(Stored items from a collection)
^^^^
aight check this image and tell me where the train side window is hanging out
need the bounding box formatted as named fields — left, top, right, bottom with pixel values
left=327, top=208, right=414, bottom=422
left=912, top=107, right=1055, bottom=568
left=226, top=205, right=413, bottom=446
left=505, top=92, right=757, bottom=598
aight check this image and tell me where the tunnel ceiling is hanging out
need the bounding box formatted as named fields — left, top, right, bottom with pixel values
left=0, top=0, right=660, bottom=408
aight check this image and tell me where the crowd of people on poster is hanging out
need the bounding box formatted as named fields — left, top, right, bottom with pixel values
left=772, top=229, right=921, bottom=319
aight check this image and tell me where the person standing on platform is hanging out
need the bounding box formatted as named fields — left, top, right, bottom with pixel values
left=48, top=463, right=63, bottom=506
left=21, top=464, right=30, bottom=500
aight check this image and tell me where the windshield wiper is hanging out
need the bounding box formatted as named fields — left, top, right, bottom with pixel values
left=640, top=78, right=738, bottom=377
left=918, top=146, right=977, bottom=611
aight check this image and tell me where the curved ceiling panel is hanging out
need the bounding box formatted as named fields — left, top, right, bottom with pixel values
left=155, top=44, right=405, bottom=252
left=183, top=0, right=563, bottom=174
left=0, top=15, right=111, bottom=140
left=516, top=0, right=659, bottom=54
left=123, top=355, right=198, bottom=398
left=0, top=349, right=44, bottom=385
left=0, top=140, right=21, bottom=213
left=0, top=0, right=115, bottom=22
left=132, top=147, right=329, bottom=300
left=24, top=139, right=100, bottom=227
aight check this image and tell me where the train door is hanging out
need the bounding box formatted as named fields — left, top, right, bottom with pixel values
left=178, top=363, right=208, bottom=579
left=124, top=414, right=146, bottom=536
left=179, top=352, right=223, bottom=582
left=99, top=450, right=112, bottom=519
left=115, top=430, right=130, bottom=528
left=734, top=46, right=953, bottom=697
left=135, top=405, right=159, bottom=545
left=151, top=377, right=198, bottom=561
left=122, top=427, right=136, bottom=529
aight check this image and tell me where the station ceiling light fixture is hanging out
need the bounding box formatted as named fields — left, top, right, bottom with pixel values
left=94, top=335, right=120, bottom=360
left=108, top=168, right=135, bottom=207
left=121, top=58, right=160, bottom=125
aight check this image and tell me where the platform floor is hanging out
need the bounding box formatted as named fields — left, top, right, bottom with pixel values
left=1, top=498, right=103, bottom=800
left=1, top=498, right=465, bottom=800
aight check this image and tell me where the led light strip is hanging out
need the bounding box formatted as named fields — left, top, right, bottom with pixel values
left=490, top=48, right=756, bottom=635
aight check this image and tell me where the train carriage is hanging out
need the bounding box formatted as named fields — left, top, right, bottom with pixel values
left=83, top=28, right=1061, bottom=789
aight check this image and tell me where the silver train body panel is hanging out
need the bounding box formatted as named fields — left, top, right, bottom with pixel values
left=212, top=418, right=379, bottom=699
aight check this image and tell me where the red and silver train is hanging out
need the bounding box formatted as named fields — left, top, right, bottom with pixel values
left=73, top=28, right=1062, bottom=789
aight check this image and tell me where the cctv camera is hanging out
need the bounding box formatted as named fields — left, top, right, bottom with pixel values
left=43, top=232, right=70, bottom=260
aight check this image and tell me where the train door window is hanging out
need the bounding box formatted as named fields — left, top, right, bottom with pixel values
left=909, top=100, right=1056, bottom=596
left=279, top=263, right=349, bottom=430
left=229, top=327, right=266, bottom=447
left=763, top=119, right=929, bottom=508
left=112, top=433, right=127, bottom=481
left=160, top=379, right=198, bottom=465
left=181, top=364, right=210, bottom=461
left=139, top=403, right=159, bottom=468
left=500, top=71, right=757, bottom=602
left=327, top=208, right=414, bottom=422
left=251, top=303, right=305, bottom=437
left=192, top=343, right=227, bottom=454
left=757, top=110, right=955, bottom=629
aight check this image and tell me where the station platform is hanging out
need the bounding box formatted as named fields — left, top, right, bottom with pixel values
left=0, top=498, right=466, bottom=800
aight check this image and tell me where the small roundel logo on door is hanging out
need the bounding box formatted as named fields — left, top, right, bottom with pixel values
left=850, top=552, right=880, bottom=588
^^^^
Determine which lines above include the word "ceiling", and report those lines in full.

• **EXERCISE SOLUTION**:
aight check this image and tell me where the tunnel ceiling is hanging out
aight check this image and tell me where the curved ceiling panel is hanging out
aight check this image and tell me where the station ceiling light fixture is hanging out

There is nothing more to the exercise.